------ PROVIDED INFORMATION

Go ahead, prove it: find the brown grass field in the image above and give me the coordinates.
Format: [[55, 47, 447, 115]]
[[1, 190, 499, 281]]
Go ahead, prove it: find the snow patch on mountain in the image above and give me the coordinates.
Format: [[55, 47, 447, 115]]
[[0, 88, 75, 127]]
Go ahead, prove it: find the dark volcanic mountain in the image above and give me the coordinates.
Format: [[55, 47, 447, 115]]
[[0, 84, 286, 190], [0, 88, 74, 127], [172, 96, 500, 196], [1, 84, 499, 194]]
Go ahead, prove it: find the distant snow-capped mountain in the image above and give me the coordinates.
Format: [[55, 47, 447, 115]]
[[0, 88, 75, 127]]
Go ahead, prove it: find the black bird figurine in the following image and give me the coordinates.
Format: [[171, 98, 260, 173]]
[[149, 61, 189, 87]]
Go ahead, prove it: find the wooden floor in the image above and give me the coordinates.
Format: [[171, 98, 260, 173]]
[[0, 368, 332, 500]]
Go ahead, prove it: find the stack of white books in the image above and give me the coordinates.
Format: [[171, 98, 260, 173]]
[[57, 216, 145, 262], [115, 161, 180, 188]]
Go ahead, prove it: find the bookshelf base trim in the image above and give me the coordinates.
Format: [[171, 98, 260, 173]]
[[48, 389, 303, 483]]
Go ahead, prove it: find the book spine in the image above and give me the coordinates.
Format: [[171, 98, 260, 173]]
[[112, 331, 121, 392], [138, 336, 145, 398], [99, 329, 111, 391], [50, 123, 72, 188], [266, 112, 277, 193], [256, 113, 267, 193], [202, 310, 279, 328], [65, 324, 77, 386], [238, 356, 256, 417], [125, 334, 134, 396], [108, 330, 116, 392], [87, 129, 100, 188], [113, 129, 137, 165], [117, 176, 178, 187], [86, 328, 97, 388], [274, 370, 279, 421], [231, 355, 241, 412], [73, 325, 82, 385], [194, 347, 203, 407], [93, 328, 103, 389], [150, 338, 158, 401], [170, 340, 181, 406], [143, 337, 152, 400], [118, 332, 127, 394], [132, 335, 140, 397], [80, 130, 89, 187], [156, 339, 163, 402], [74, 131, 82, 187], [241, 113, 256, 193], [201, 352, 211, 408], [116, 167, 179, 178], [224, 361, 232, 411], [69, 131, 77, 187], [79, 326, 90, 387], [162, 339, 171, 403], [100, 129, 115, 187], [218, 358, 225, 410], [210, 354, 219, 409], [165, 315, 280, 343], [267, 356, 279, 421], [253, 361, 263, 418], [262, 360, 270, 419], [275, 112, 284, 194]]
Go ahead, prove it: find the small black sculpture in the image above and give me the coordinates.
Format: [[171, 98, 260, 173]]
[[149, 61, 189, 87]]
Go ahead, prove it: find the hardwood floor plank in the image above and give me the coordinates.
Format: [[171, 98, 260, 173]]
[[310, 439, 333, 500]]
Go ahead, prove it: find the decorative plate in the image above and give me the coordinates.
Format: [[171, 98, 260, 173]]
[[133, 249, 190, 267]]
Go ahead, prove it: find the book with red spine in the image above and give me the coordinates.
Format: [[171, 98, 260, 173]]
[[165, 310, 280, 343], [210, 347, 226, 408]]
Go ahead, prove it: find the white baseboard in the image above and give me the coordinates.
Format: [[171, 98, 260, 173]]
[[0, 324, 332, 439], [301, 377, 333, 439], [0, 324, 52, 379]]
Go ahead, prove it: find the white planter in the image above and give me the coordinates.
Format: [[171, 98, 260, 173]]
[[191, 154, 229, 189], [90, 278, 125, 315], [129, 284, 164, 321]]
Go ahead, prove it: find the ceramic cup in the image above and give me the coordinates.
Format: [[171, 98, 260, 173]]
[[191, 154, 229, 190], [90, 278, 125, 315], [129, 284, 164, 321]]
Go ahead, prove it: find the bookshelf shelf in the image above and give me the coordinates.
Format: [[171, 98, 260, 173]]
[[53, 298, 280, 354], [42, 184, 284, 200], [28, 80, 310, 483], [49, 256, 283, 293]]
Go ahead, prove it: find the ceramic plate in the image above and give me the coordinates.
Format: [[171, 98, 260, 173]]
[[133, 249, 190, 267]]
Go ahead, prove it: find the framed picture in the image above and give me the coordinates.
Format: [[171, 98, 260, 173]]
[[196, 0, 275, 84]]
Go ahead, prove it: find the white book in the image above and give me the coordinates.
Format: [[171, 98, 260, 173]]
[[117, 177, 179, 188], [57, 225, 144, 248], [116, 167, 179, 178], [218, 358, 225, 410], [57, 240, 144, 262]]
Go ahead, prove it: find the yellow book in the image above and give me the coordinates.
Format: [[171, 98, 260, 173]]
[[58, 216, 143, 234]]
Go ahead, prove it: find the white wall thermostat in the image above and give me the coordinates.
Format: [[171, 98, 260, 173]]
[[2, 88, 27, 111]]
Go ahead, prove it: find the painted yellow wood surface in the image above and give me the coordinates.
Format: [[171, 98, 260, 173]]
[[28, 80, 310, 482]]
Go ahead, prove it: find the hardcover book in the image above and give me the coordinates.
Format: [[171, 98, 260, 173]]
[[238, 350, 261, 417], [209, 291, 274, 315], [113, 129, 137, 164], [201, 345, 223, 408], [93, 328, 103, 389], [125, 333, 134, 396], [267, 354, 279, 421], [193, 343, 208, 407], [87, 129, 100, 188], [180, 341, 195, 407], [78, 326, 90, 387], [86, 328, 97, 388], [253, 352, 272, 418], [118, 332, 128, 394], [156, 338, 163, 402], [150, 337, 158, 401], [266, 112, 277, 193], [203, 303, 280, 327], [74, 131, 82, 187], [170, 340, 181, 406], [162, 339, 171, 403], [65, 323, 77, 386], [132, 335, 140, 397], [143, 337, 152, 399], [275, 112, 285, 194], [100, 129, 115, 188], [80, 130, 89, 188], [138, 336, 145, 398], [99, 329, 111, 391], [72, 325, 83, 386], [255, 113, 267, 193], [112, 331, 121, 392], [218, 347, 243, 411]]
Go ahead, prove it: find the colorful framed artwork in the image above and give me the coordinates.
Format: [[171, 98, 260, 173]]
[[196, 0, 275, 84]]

------------

Across the whole listing above, state how many lines contain "yellow". Only the number is wanted.

◆ TASK RESPONSE:
2